• _Prompt_:
Extract every line of the dataset items below that contains the word "truck". Case counts, so copy only lines where it appears in exactly that case.
── Supplied records ──
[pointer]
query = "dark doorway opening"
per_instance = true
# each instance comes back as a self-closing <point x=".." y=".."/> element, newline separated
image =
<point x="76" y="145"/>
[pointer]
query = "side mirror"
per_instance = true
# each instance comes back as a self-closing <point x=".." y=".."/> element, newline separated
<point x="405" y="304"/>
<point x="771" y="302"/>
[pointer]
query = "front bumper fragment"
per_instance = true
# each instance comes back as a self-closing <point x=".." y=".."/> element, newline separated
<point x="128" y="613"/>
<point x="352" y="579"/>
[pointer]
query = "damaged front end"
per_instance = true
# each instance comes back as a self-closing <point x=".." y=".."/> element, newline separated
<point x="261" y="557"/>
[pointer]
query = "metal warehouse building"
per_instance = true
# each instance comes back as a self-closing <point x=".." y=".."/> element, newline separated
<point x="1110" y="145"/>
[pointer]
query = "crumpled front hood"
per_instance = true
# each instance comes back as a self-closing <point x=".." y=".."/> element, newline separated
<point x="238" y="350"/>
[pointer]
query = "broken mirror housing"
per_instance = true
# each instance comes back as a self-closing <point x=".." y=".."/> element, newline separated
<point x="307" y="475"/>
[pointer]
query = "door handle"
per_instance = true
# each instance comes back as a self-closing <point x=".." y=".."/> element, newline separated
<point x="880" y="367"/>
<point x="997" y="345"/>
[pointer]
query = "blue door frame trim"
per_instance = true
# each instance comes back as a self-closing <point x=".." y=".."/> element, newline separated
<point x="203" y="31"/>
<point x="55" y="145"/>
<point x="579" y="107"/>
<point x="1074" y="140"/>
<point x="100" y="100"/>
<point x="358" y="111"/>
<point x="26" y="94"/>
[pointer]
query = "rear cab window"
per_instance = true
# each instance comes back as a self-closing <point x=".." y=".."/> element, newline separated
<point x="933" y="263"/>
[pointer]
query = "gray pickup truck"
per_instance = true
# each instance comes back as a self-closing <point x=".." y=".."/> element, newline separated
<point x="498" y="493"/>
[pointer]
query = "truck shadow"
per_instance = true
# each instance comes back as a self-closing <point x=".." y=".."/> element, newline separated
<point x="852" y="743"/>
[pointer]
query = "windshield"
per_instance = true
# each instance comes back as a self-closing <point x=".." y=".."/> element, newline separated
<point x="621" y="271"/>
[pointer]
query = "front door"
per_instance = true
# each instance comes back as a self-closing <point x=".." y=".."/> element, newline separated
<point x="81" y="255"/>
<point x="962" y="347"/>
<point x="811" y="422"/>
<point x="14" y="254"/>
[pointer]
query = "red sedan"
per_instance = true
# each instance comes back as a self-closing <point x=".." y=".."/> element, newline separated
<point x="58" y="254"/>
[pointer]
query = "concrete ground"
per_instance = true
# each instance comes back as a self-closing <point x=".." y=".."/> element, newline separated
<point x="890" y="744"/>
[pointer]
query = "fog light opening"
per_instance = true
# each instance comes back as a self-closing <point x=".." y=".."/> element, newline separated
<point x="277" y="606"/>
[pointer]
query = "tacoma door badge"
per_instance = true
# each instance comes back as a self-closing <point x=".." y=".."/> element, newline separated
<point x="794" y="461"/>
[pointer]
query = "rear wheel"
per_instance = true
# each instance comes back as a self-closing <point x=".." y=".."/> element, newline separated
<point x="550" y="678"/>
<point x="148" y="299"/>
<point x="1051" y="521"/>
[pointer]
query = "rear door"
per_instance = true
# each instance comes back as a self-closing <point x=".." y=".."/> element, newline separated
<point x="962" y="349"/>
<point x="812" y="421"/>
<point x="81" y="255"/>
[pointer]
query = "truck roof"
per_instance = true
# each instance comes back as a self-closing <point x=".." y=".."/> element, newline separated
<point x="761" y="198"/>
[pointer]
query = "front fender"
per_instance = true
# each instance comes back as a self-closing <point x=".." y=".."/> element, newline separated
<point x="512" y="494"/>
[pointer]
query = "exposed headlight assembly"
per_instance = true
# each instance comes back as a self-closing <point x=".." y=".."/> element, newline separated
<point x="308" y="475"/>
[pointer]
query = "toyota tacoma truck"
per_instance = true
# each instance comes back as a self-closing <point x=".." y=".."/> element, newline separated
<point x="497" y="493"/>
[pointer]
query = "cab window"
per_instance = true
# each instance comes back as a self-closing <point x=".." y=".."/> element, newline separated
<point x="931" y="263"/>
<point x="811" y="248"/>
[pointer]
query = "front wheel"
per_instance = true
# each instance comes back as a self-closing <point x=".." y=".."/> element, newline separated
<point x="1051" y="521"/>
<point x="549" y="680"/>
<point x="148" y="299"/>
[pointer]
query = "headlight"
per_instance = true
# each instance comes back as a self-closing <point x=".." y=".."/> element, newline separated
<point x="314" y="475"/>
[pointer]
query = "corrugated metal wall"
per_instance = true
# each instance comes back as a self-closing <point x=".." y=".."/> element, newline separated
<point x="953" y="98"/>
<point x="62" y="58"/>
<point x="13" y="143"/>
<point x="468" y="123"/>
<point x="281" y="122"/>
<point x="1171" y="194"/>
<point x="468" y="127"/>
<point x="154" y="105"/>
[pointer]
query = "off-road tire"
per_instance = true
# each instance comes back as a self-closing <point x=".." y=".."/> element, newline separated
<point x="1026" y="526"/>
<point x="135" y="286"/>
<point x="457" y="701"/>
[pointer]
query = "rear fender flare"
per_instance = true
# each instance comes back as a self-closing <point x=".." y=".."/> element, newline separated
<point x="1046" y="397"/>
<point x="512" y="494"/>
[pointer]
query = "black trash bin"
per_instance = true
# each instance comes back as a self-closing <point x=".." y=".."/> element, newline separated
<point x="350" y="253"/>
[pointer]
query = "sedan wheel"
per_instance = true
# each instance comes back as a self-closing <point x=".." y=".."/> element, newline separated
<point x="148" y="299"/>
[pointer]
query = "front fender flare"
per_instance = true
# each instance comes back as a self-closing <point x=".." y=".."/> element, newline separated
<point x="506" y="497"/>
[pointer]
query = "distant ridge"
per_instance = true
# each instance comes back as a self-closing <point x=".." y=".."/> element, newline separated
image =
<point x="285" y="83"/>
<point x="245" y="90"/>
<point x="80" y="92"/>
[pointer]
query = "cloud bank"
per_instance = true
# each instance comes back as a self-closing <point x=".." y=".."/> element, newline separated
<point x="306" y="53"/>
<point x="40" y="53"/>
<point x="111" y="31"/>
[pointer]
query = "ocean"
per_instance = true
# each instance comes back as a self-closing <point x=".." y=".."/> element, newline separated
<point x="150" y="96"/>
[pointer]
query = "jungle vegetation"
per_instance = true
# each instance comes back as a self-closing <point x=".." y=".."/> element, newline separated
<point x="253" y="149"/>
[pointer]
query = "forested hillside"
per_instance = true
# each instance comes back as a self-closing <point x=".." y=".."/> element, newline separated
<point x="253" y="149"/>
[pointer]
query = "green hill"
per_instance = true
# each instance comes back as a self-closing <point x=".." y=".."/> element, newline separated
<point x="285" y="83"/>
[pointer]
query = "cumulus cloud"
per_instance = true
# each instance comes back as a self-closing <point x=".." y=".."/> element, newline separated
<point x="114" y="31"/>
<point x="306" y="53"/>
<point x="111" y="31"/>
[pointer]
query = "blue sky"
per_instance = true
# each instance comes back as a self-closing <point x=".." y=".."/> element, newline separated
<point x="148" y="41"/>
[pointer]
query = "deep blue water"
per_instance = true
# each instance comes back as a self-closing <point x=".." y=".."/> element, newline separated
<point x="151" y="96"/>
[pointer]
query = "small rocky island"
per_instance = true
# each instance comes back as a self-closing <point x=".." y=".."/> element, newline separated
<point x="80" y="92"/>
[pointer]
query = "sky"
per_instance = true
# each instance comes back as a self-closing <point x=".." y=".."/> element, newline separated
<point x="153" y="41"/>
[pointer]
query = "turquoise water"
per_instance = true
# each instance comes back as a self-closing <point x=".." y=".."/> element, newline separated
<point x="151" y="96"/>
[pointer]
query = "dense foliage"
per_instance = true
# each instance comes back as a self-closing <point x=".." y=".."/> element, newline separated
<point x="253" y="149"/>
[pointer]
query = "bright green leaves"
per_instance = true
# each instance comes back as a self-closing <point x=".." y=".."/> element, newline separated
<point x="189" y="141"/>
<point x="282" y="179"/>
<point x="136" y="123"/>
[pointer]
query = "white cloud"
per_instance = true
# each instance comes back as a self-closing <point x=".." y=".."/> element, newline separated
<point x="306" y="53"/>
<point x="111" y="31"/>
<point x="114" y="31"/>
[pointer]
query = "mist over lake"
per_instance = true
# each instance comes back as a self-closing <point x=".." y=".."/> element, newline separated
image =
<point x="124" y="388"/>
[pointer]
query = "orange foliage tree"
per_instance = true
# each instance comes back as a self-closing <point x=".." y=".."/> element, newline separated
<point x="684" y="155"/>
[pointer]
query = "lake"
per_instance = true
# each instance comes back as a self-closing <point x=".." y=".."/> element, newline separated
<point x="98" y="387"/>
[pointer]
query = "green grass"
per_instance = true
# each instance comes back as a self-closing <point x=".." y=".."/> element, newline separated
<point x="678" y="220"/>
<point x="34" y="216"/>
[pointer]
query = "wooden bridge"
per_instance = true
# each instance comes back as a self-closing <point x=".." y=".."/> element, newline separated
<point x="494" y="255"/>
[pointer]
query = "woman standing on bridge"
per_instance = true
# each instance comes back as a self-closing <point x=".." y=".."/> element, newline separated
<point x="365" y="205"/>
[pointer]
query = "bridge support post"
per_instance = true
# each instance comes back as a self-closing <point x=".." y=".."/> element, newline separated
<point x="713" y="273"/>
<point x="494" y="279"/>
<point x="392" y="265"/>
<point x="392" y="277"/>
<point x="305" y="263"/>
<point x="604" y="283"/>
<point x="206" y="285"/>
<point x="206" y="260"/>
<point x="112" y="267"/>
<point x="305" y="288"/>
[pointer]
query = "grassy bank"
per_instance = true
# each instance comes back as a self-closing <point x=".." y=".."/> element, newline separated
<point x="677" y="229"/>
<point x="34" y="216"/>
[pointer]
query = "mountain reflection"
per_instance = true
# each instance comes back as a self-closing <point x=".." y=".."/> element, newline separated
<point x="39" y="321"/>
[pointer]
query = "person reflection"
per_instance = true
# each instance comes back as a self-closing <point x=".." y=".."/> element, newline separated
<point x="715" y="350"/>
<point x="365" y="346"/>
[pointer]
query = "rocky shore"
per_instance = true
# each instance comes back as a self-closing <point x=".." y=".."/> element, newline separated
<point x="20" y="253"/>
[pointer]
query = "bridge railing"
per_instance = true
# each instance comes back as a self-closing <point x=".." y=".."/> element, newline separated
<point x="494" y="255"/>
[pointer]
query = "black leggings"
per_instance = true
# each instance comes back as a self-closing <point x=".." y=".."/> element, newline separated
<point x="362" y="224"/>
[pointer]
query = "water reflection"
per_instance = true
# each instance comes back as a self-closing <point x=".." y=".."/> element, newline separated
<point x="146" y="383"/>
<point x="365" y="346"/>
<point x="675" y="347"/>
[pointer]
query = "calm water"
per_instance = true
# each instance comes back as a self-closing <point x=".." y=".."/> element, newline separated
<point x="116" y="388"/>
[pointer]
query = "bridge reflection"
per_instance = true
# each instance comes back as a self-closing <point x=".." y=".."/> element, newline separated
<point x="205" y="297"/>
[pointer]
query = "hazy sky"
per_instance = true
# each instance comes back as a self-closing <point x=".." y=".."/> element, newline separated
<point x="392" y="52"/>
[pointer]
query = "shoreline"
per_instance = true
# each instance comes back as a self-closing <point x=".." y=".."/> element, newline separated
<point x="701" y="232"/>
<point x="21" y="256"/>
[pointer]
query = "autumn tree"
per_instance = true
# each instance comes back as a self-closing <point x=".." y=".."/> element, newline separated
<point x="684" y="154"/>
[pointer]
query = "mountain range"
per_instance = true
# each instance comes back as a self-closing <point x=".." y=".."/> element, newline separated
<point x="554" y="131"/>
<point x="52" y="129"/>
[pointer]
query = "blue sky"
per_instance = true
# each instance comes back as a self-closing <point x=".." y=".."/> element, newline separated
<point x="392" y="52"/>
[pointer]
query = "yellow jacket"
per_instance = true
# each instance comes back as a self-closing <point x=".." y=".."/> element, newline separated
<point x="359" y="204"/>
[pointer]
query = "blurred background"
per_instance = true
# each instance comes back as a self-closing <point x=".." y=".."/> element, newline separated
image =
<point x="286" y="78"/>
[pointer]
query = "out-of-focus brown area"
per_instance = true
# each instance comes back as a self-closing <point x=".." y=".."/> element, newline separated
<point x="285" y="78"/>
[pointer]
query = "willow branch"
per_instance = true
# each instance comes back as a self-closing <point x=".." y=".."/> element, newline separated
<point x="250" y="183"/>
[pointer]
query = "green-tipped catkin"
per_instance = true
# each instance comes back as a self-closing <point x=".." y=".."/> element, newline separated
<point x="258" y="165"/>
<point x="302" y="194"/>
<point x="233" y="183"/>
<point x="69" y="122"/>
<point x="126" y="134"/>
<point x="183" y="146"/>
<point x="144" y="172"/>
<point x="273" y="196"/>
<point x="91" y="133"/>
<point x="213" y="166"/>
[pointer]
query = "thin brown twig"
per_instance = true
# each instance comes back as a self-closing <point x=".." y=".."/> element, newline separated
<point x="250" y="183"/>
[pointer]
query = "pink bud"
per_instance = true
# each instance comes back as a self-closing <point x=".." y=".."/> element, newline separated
───
• _Response to this task_:
query = "gray pickup truck"
query = "truck shadow"
query = "truck roof"
query = "toyota tacoma truck"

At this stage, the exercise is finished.